### GIVEN REQUEST
Copy everything below exactly, from the line that contains "As a courtesy, could you identify the metal" down to the end of the records.

### RECORD LIST

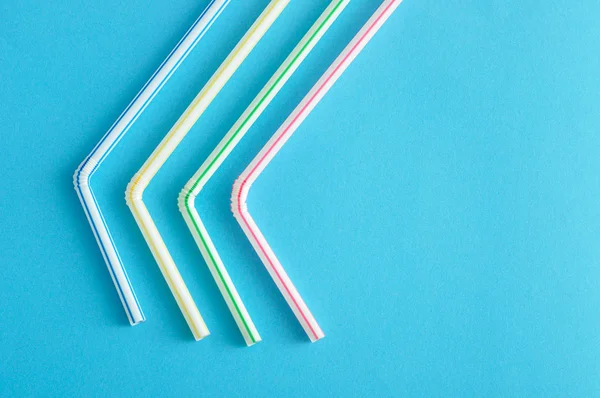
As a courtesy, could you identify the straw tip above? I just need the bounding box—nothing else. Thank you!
[310,333,325,343]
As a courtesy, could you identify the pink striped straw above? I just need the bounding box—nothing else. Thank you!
[231,0,402,342]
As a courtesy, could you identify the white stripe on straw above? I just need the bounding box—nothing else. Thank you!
[231,0,402,342]
[125,0,290,340]
[179,0,350,346]
[73,0,229,325]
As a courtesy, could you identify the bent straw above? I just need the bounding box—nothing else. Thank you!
[125,0,289,340]
[179,0,350,346]
[231,0,402,342]
[73,0,229,326]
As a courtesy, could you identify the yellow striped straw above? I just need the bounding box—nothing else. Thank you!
[125,0,290,340]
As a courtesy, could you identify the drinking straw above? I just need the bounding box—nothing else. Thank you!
[125,0,290,340]
[179,0,350,346]
[73,0,230,325]
[231,0,402,342]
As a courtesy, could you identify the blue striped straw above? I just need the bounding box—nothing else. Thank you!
[73,0,230,325]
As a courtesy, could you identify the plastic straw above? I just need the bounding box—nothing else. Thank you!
[179,0,350,345]
[125,0,289,340]
[231,0,402,342]
[73,0,229,325]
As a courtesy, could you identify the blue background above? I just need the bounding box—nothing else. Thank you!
[0,0,600,397]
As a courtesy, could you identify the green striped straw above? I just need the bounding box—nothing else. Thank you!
[179,0,350,345]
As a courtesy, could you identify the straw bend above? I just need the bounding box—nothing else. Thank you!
[179,0,350,345]
[73,0,229,325]
[231,0,402,342]
[125,0,289,340]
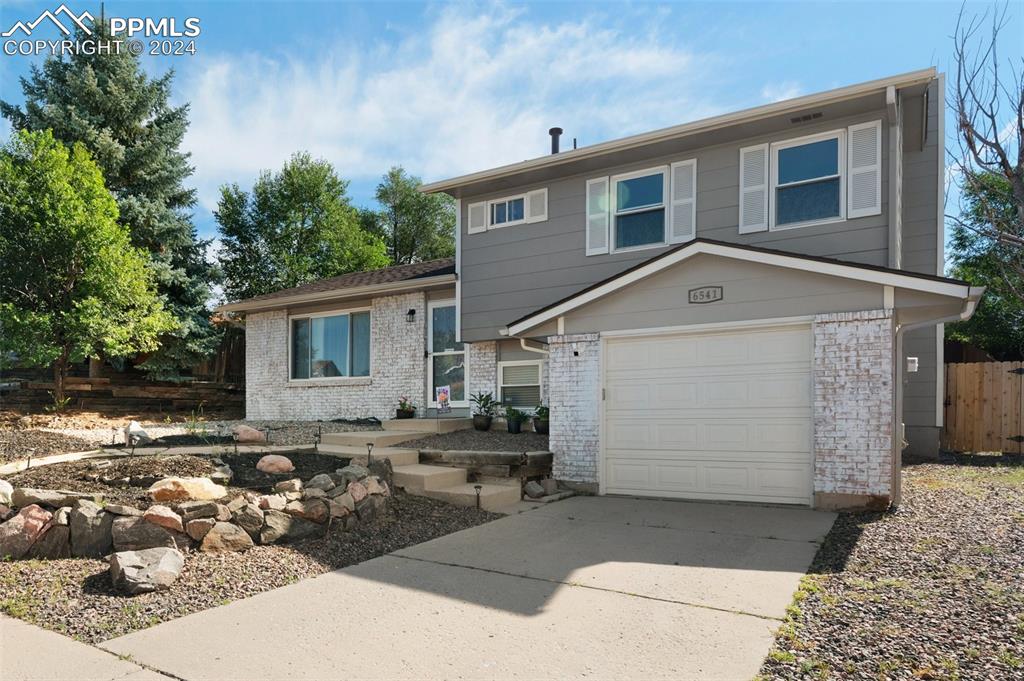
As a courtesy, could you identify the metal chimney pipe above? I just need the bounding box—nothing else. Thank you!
[548,128,562,154]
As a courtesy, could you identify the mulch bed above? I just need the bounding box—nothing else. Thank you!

### WRITTEN RESPONSE
As a courtesy, could you identify the metal chimney pipe above? I just need the bounding box—nothing else. Thank you!
[548,128,562,154]
As a courtesy, could you identify the mulch bed above? I just need the bounding box—nothing else. Thank you!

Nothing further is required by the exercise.